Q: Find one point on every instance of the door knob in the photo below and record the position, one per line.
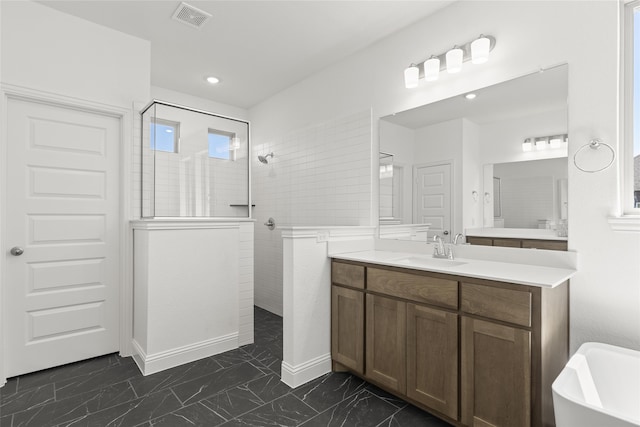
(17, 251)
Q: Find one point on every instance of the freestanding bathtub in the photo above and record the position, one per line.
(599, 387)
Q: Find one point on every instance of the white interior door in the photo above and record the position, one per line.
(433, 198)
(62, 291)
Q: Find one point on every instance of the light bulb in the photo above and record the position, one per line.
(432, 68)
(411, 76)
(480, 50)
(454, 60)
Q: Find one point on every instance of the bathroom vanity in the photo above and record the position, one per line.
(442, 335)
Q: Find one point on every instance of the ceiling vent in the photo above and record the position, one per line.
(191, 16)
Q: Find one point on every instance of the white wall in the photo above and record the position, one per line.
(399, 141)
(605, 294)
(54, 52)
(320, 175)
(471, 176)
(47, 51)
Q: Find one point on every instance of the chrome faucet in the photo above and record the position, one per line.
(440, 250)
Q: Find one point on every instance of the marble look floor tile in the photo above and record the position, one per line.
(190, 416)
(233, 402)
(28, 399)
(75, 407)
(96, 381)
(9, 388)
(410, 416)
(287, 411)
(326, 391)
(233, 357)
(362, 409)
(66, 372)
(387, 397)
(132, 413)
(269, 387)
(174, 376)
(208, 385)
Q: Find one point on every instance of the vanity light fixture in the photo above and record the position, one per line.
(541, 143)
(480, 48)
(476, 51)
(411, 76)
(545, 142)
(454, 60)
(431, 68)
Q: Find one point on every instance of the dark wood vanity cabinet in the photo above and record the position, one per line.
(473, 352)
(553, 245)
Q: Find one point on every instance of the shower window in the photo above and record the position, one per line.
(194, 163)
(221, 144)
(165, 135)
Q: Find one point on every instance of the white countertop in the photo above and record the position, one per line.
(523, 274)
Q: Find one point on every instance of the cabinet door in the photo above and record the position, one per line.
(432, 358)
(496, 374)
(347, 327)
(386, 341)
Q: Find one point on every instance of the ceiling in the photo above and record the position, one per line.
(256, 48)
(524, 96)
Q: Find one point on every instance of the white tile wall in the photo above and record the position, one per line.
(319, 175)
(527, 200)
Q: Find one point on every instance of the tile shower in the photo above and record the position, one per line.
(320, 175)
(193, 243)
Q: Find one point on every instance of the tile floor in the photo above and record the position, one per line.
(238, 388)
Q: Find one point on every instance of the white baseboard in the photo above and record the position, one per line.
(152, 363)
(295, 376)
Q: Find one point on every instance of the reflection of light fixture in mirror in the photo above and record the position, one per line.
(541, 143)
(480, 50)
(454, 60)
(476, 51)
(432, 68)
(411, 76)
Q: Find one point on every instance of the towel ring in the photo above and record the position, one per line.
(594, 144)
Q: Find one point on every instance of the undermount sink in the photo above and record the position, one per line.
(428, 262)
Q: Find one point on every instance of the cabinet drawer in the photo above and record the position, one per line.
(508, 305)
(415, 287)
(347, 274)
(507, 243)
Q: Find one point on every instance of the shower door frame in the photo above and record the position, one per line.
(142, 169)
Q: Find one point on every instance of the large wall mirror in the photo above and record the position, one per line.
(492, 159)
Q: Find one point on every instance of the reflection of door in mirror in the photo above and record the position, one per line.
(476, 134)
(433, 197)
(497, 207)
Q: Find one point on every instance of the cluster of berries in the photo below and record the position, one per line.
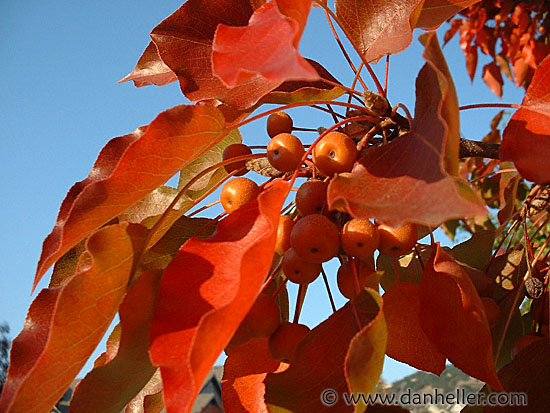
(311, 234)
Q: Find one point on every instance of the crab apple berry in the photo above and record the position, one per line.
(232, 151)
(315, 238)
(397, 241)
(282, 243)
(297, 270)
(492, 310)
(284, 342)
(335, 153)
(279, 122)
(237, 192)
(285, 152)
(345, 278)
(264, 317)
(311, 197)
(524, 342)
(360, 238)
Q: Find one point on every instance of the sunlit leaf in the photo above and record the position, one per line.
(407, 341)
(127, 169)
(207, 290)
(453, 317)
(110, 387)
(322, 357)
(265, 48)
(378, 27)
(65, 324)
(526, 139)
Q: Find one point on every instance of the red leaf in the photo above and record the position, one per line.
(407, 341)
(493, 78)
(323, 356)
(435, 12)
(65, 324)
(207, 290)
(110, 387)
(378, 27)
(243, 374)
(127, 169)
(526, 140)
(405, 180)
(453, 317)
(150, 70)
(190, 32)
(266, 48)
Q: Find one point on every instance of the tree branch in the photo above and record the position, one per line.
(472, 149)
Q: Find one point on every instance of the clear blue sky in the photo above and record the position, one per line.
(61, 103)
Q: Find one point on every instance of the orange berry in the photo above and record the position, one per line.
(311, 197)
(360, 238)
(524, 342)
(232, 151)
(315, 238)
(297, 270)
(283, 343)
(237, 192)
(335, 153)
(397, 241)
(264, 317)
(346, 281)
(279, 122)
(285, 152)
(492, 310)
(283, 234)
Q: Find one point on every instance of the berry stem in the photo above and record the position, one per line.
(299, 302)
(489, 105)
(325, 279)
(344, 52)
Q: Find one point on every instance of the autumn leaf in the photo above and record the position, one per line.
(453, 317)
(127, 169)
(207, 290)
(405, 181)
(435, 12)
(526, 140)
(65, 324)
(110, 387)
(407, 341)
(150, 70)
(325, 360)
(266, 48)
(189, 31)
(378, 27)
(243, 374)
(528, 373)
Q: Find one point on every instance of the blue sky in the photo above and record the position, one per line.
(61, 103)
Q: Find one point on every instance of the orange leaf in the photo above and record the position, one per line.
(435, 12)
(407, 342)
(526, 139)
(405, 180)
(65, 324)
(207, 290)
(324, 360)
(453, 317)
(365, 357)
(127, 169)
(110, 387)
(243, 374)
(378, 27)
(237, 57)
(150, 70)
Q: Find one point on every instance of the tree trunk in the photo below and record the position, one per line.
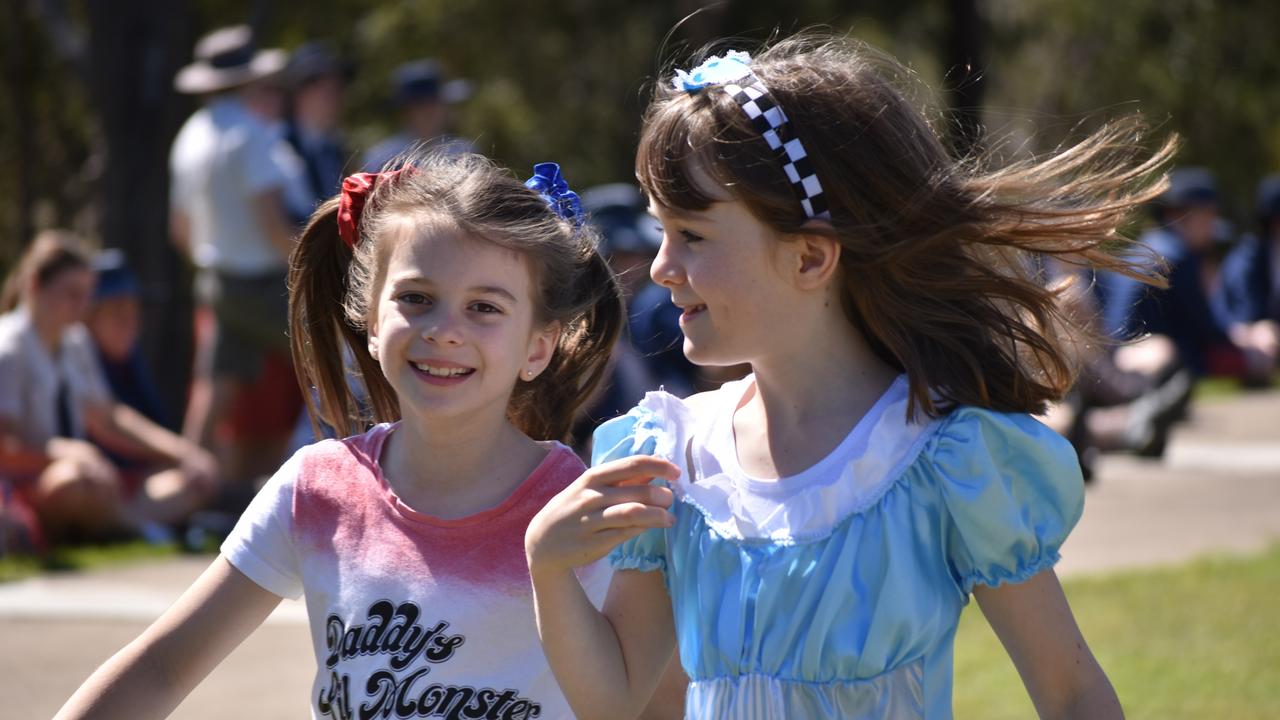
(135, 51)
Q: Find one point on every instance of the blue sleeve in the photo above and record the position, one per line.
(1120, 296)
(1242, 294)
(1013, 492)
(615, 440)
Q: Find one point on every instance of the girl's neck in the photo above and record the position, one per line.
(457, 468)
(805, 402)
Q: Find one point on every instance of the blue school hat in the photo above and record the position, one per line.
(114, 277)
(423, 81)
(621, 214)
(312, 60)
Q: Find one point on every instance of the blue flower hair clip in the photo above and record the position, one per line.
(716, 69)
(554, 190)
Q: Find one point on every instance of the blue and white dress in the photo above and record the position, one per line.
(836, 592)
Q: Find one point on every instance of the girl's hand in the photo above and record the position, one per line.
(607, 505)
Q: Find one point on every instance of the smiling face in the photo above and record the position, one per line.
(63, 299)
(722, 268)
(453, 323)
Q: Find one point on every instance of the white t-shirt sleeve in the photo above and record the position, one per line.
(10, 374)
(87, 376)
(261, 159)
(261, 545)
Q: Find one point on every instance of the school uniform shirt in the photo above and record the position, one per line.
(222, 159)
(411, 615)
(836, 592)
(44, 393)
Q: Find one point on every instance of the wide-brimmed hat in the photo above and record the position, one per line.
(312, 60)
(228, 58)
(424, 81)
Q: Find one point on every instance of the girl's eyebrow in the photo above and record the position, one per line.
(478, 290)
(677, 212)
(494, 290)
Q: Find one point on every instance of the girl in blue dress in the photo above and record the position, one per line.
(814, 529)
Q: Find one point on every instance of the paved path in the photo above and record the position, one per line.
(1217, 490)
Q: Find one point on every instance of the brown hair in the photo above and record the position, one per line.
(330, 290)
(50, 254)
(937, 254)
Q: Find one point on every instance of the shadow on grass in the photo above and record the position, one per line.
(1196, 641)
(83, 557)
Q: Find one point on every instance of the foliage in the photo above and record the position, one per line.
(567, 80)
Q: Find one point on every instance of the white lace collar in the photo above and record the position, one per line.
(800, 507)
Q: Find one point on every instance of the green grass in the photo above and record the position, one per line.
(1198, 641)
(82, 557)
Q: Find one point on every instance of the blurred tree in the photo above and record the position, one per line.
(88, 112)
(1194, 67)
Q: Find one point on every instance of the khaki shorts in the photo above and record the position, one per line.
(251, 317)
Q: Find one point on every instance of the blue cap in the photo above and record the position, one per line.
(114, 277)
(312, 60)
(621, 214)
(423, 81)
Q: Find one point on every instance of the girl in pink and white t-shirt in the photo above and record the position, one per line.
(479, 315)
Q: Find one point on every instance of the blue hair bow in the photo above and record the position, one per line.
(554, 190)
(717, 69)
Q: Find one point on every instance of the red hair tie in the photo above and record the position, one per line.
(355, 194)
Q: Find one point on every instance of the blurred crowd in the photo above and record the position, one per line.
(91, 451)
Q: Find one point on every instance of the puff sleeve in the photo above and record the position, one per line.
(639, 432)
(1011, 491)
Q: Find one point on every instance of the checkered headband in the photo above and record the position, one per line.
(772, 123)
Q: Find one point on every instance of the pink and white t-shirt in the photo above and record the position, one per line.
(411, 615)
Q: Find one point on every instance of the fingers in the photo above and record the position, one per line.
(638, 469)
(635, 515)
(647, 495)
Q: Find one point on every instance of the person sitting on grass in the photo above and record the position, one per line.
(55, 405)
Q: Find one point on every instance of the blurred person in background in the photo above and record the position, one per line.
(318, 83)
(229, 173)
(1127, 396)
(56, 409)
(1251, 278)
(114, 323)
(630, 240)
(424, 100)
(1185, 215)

**What you need to do**
Set down exactly the lines of the listing above, from the line holding "Q: Find one point on every instance of the blurred person" through its last line, with nothing added.

**Problem solution**
Q: Find one point on every instance of the blurred person in background in the photo above and record the position, one per line.
(318, 83)
(229, 173)
(1127, 396)
(56, 409)
(1251, 278)
(114, 323)
(630, 240)
(424, 100)
(1185, 215)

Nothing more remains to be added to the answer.